EXCERPTED PASSAGE

-------------------------

# Kylin RTA 6ml Replacement Glass



## Jebula999 (4/9/17)

Hey all,

Who would have stock for the replacement glass for the Kylin, i took a look at the usual Vape Shops online and no one seems to have spares.

Just need 1 of the large glass tanks, the 2.5/3ml glass last about 5min between refills xD


----------



## Mender31 (19/9/17)

Have you checked juicy joes?

Sent from my SM-J320FN using Tapatalk


----------



## Nabeel Jogee (21/6/18)

Juicy joes in cape town.

I also need a 6ml glass.. in Johannesburg


----------



## Faiyaz Cheulkar (21/6/18)

I have one with me. I broke the original glass so ordered a pair from china. By the time the replacement came I decided to sell of the Kylin, gave the buyer one replacement glass. Still have the second. Pm me.


----------



## Jebula999 (22/6/18)

Faiyaz Cheulkar said:


> I have one with me. I broke the original glass so ordered a pair from china. By the time the replacement came I decided to sell of the Kylin, gave the buyer one replacement glass. Still have the second. Pm me.


Thanks man, but i also sold my Kylin a few months ago.

Appreciate the offer


----------



## Faiyaz Cheulkar (22/6/18)

Jebula999 said:


> Thanks man, but i also sold my Kylin a few months ago.
> 
> Appreciate the offer


 oh this is a really old post !


----------

-------------------------

DATA
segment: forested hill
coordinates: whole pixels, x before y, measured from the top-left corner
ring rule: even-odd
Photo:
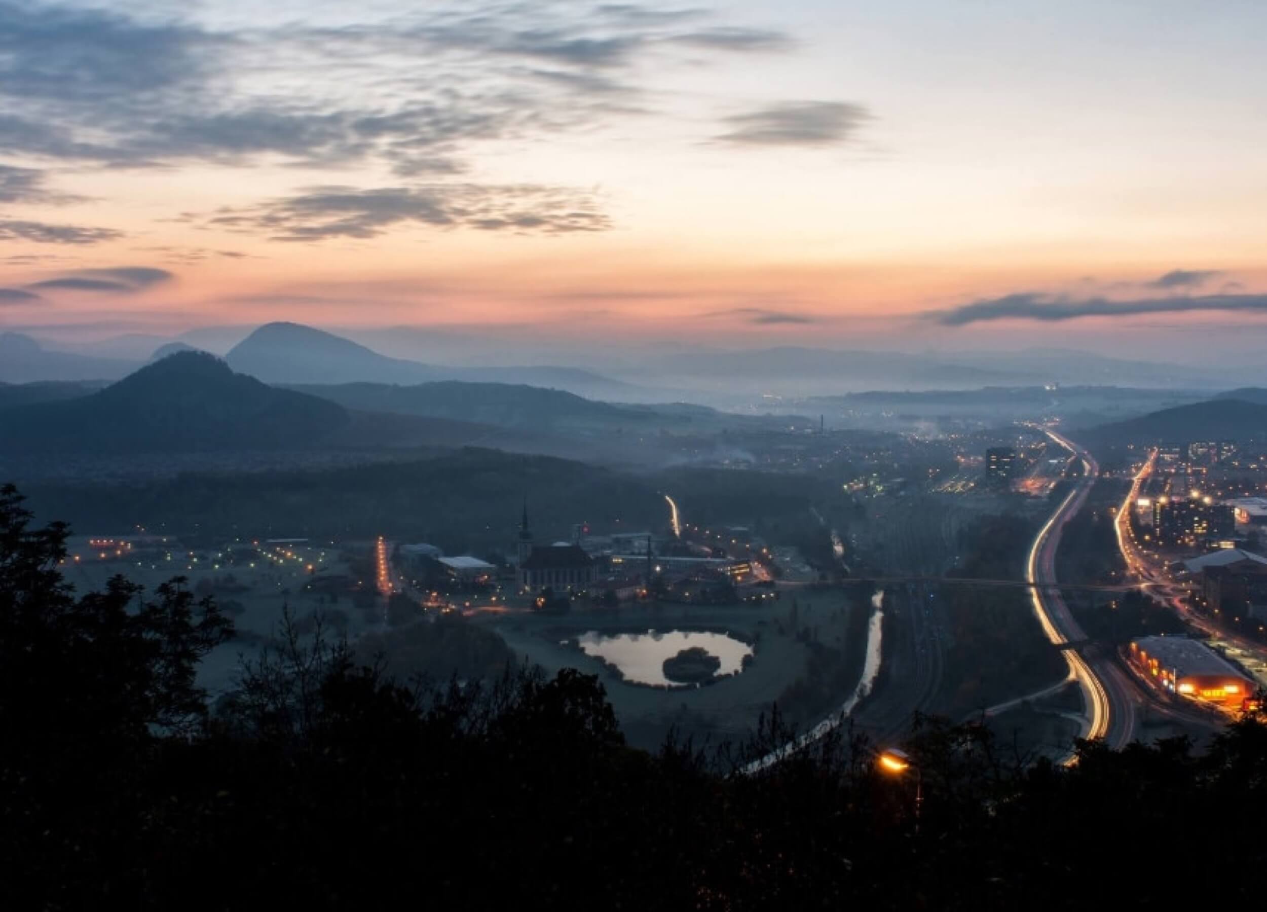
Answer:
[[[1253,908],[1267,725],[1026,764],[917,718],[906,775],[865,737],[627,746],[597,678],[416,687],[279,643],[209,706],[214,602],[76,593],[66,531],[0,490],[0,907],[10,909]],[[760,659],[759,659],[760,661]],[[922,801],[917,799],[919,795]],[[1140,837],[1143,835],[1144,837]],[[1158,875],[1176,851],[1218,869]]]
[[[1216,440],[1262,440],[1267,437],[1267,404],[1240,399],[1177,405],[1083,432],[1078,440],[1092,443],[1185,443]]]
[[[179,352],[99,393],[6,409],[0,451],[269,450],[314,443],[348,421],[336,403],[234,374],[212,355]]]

-------------------------

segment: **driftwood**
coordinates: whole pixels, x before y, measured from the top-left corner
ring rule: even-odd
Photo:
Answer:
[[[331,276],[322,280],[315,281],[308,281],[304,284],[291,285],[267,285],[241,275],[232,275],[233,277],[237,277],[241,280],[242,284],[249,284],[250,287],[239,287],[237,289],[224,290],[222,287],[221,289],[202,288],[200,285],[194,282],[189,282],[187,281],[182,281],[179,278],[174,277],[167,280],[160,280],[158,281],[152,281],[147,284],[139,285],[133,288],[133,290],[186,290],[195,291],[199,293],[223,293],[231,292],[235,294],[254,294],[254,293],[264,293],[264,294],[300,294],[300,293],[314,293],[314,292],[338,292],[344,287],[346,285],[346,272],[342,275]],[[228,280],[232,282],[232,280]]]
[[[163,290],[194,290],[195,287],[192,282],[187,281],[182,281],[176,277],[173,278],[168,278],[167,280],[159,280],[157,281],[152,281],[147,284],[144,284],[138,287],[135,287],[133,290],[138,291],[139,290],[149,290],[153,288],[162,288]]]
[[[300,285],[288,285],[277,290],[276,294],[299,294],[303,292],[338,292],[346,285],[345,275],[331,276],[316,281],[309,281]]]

-------------------------

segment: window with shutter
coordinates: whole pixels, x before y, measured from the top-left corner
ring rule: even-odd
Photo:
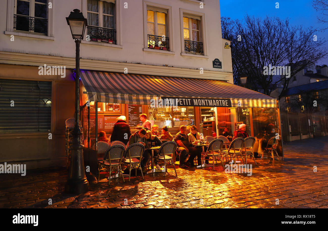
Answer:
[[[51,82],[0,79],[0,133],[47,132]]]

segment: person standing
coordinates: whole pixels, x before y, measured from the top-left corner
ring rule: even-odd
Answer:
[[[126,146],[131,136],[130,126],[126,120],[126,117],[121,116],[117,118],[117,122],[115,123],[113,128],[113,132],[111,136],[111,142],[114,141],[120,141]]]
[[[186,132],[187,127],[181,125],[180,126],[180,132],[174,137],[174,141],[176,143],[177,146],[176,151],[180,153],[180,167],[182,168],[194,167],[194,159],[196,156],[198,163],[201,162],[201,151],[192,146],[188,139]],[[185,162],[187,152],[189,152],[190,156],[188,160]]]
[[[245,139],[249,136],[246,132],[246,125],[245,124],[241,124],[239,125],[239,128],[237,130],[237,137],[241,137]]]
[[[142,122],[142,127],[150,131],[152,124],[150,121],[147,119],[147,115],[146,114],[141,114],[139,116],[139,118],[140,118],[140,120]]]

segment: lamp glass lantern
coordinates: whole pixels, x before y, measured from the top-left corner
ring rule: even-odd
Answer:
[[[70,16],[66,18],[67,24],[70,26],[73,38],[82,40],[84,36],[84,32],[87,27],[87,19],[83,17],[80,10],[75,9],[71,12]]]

-------------------------

GIVEN PROBLEM 1
In the thread on Kylin replacement glass, why does Faiyaz Cheulkar still have one spare glass?
GIVEN PROBLEM 2
In the listing, retype the lines from the one holding "segment: window with shutter" through the one holding "[[[51,82],[0,79],[0,133],[47,132]]]", inclusive, and leave out the picture.

FULL SOLUTION 1
He broke the original glass and ordered a pair of replacements from China. By the time they arrived, he had decided to sell the Kylin. He gave the buyer one of the replacement glasses and kept the second.

FULL SOLUTION 2
segment: window with shutter
coordinates: whole pixels, x before y, measured from the top-left corner
ring rule: even-odd
Photo:
Answer:
[[[51,82],[0,79],[0,133],[47,132]]]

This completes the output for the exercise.